■ YOUR GOAL:
Starting at the line that contains "Give the innermost point of each instance of the forearm, as", return every line down to the end of the records below, exactly as written.
□ □ □ □ □ □ □
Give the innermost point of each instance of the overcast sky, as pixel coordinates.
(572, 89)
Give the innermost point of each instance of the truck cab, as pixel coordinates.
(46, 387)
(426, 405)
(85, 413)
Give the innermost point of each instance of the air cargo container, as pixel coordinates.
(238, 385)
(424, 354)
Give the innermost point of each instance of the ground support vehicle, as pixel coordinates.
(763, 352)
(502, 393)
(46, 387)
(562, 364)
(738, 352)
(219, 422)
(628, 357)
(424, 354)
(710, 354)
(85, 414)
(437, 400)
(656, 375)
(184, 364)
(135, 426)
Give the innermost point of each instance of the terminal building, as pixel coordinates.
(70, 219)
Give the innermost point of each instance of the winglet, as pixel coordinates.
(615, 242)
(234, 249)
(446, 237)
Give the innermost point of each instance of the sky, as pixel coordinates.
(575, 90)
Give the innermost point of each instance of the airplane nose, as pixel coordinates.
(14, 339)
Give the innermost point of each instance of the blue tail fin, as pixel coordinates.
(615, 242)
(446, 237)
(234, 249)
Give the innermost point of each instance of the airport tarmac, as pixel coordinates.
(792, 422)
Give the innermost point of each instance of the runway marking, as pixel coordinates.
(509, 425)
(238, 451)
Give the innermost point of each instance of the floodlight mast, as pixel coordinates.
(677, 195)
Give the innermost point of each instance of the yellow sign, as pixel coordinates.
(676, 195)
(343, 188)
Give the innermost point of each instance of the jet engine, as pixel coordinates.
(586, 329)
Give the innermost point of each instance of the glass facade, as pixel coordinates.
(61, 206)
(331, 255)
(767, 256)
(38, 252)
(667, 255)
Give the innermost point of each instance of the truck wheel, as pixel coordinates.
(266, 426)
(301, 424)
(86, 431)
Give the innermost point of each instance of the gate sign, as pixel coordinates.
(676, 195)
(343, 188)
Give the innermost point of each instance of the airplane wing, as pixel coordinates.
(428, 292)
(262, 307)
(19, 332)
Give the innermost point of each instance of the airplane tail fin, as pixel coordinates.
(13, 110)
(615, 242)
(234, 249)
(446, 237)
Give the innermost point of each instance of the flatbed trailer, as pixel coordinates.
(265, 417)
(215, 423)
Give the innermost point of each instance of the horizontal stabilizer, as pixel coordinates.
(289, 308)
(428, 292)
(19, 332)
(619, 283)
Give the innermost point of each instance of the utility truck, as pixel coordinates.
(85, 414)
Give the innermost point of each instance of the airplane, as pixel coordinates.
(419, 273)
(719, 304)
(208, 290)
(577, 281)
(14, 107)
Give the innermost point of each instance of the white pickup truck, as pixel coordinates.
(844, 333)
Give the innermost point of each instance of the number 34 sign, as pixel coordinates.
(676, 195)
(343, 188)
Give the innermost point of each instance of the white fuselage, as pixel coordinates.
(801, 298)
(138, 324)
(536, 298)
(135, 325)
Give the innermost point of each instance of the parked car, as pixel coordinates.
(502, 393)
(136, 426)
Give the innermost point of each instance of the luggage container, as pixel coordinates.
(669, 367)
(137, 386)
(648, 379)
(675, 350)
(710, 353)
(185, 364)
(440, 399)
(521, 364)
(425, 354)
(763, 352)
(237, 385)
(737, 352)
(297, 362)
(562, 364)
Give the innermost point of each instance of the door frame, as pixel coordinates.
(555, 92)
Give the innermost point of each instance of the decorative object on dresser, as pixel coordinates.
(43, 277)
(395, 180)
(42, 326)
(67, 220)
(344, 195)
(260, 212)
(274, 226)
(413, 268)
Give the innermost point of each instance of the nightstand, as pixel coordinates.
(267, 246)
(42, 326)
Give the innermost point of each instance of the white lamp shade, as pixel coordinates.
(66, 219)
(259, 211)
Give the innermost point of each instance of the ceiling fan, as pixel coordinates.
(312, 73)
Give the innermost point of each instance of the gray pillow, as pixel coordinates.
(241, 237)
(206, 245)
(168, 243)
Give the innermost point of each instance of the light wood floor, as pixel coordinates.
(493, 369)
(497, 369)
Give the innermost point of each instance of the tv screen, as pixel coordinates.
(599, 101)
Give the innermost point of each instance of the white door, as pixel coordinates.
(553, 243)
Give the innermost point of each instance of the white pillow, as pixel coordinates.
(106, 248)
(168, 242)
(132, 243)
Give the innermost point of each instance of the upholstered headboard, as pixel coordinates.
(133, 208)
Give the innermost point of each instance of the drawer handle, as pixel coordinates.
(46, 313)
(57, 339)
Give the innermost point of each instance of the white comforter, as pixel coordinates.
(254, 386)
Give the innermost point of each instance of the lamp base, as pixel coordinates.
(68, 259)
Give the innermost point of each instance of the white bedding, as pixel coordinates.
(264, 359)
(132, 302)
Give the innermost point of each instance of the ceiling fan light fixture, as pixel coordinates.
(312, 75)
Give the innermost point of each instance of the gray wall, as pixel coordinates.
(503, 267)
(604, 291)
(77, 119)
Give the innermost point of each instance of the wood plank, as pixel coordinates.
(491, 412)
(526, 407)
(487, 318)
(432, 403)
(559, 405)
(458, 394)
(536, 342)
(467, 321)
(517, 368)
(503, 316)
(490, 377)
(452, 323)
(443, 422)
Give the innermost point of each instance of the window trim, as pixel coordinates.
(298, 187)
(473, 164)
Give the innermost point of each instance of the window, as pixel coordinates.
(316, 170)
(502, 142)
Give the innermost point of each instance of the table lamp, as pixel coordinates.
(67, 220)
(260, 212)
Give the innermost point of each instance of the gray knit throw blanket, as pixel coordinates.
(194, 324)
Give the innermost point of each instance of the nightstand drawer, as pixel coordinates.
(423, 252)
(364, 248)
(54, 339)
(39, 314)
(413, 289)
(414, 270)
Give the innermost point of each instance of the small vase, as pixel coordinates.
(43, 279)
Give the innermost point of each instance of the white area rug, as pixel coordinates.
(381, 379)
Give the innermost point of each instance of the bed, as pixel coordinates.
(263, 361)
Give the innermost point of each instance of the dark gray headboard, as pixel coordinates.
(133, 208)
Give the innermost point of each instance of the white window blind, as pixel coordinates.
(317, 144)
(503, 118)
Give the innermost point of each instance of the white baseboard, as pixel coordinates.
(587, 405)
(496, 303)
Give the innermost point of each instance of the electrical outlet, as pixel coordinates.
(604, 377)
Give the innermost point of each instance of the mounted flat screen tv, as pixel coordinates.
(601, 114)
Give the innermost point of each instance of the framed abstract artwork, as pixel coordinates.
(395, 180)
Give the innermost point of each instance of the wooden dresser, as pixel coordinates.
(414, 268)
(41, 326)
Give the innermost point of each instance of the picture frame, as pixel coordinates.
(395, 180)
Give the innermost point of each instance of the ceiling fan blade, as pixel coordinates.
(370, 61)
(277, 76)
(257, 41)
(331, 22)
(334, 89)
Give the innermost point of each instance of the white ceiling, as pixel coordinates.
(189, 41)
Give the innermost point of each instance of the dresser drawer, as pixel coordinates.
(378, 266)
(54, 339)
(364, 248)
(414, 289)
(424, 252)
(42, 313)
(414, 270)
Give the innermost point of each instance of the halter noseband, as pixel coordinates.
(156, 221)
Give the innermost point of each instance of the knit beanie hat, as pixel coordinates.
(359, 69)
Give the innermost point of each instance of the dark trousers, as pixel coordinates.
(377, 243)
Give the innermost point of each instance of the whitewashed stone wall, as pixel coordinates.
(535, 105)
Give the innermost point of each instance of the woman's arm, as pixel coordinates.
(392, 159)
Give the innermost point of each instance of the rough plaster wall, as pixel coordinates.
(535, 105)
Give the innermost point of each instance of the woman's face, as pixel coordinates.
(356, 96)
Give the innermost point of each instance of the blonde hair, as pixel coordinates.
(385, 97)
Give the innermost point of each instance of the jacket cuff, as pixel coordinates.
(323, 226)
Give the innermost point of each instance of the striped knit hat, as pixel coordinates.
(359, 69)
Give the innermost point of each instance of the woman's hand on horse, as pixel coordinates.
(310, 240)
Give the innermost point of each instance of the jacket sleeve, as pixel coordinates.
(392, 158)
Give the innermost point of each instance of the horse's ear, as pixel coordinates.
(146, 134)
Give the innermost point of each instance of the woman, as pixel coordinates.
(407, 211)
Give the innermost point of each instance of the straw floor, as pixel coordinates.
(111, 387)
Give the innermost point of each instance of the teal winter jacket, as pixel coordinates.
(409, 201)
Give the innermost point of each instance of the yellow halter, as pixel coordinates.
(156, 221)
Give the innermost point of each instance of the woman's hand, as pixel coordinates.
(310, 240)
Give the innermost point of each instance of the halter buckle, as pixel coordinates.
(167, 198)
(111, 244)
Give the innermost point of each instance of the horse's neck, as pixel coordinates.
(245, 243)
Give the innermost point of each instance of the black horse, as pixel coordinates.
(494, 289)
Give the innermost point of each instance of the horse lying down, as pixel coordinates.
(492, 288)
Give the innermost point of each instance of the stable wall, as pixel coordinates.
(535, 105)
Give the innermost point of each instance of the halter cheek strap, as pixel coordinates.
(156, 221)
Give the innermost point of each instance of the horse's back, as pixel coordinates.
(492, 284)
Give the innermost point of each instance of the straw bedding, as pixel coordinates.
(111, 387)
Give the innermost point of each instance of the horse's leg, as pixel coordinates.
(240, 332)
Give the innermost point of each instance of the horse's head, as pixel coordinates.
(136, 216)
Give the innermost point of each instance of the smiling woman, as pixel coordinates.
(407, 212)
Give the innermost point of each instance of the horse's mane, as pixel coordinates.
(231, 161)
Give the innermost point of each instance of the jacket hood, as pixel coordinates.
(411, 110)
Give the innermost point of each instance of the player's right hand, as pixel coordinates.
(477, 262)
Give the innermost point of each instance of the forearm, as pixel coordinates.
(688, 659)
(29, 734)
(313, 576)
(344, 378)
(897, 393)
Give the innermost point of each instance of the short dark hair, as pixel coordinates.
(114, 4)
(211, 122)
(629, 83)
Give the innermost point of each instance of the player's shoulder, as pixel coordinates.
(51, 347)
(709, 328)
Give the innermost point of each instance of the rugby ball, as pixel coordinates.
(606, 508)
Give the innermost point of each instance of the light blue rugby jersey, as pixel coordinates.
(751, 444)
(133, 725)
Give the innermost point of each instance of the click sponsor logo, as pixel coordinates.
□ □ □ □ □ □ □
■ REPLY TO THE TASK:
Give the innermost point of each instance of the forearm, as pixel coordinates.
(688, 659)
(29, 734)
(313, 576)
(344, 378)
(897, 393)
Give the innermost point of each instance of the short dark hair, as pixel coordinates.
(114, 4)
(211, 122)
(629, 83)
Give the innermost point of each instance of the player's shoulder, as pixel coordinates.
(51, 347)
(709, 328)
Give the innermost point of each instance of the rugby ball, as pixel coordinates.
(606, 508)
Give the innermost point of each instance of the light blue rugby jersey, as pixel coordinates.
(751, 444)
(133, 725)
Give the innermost point of each instance of the click sponsor logo, as pixel coordinates.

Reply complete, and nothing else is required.